### [Task description]
Transcribe the passage of the cattle marketing column below from "Fact: the packer" to "to go broke.", reproducing its wording precisely.

### [Page text]
· · · ·

Here’s the thing about that article, it was written in complete ignorance of how marketing works. It was written with a paradigm of limitation and lack. This is the only column that's written with the profit motive in mind. There is an overabundance of those other articles. Since I am greatly out-numbered and the other side’s message is stronger than mine it’s simple to tell the culture and mindset of the cattle biz.

Now I said it was ignorant, not stupid. Let’s be clear on that. We can fix ignorant with a little education and some marketing skill. We can’t fix that other one. This is why people like me and Wally Olson teach marketing schools, and why there is in fact a need for them. The greatest thing anyone can do for another person is to help them reach a higher level of awareness.

Attitude and fact

Pay attention to this part, it may be the most important line I’ve written: Attitude is more important than fact.

Attitude is a combination of our thoughts, feelings, and our actions. It starts with the thought, and our actions dictate our results. So now we know what attitude really is

This other author thinks we need to take from others. That is based on lack and limitation. He is set to fight the market. I look at it differently. I will utilize the market as a wonderful tool to get my share. I will compliment by selling my over-valued cattle. They are over-valued because that is what buyers want so I will help them by selling them what they want. I then help the market some more by buying under-valued cattle, again under-valued because there is little interest in buying them.

We have two different mindsets, two different philosophies. Attitude is more important than fact. Here’s what that looks like

Fact: the packer bid 124-126 in Nebraska this week.

His attitude: That’s not good enough. We need to hold out and price gouge these rotten companies. Or he may think something like “I got took again. Another pen at a loss for me and another windfall for the packer.”

My attitude: Ok I can make that work. I can squeeze a margin out of that by replacing with heavy feeder heifers based on what they’ve been selling for. Cool man, let’s do the trade

That other guy, who we don’t even know if he owns any cattle, is a hero in this industry. His article will get more likes and shares than this one will, because it resonates with people. But his attitude will cause him to go broke.

At my marketing school I share stories of how flipping my attitude has helped make me money. Attitude is more important than fact.

A look at the markets

This week I got to see a good enough amount of females sell to be able to trend. A least-cost producer can easily capture appreciation value by breeding open replacement heifers. If this is not you then you will have more in those girls than they’re worth.

First-calf heifers to 6 year old bred cows took a depreciation hit of $60-$80 per year of age. From 6 years old and up the depreciation jumps to $100-$120 per year of age. A middle of the road weigh-up has the same value as a five weight heifer right now. The cow bell curve has more curve in it than we’ve seen for some time

The feeder market has shifted some this week. Buyers seem to have realized that five weights were a bit over valued and have shifted to either buying four weights or six weights. This is pretty region specific so you should check your local market to be sure what’s going on there (you should do that every week anyway). Depending on which way buyers shifted also shifts the Value of Gain on cattle between 4-6 hundred pounds.

Feeders over 600-pounds still have an attractive value of gain up to 900-pounds. Light-weight heifers are taking a big roll back from light-weight steers setting them up to appreciate more.

Geographical spreads are a big deal right now. Southern markets are under-valued. Feeder bulls were 12-35 back, and replacement quality heifers caught a 5 dollar premium. The discount for unweaned cattle was strongly dependent on location and size of the group. The discount could be 4-14 dollars.

· · · ·

### [Data]
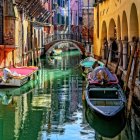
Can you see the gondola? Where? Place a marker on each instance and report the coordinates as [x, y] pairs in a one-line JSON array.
[[105, 98], [89, 61]]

· · · ·

### [Full answer]
Fact: the packer bid 124-126 in Nebraska this week.

His attitude: That’s not good enough. We need to hold out and price gouge these rotten companies. Or he may think something like “I got took again. Another pen at a loss for me and another windfall for the packer.”

My attitude: Ok I can make that work. I can squeeze a margin out of that by replacing with heavy feeder heifers based on what they’ve been selling for. Cool man, let’s do the trade

That other guy, who we don’t even know if he owns any cattle, is a hero in this industry. His article will get more likes and shares than this one will, because it resonates with people. But his attitude will cause him to go broke.